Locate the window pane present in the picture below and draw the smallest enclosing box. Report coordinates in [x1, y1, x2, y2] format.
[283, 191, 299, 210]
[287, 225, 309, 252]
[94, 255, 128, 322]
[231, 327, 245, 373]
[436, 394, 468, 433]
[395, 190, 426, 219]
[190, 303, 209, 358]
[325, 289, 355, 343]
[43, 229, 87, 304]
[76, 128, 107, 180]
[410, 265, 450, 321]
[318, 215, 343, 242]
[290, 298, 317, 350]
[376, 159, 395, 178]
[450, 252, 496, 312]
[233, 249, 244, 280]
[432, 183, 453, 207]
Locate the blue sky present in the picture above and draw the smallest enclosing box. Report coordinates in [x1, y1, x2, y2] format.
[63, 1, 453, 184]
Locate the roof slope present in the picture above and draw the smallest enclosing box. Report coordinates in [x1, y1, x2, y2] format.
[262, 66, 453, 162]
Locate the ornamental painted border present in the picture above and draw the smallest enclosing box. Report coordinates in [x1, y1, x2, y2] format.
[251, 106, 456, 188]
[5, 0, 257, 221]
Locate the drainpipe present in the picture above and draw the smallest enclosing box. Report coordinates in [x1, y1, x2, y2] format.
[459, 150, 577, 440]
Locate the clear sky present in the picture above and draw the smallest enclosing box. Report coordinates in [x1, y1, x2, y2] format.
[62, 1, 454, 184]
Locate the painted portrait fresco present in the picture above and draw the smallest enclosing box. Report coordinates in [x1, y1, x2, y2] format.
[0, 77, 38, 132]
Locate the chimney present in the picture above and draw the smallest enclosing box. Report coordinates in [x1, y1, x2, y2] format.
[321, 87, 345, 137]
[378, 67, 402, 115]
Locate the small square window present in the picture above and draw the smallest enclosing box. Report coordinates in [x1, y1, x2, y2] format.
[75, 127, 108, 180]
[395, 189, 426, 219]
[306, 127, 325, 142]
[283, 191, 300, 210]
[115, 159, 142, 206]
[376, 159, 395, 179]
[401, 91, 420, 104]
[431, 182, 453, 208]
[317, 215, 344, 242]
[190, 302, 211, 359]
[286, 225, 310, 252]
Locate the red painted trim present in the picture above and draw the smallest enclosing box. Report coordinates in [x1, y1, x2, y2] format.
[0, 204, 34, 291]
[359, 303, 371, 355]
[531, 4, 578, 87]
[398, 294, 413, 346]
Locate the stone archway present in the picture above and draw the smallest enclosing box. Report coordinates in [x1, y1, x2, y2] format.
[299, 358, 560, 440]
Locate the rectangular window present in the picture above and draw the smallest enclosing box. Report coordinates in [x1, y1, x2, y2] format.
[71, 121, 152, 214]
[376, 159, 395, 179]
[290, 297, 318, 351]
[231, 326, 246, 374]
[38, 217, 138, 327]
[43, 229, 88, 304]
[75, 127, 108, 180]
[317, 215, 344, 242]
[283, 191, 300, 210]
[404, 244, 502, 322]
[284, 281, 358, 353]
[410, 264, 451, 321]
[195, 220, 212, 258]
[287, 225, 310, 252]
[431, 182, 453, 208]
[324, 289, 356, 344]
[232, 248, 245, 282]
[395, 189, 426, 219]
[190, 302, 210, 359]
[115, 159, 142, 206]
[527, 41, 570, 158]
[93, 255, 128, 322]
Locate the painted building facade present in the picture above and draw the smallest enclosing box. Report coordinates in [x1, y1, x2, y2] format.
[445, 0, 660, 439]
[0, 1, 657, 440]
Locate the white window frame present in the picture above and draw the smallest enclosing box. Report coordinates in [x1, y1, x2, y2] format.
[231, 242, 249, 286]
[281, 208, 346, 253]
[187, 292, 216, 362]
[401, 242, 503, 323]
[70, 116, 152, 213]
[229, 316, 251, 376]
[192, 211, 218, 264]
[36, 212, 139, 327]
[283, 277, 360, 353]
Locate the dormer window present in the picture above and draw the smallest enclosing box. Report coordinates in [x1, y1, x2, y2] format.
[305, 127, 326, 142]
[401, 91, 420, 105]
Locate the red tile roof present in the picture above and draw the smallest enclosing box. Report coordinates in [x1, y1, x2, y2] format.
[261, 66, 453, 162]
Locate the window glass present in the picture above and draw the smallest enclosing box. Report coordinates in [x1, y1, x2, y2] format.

-*-

Copy exactly the lines from the one with "Locate the dormer" down to the last line of the records above, and leave out everything else.

Locate the dormer window present in the picture above and draw the smallest enclosing box. Report coordinates in [x1, y1, x2, y2] format.
[305, 127, 326, 142]
[401, 91, 420, 105]
Locate the red tile roof present in the picture above and draw the smallest enclosing box. Report coordinates in [x1, y1, x2, y2] format.
[261, 66, 453, 162]
Locate the window glass present in the picture above and draw the smallest enclosing box. Report coordinates in [x1, y1, x2, y2] format.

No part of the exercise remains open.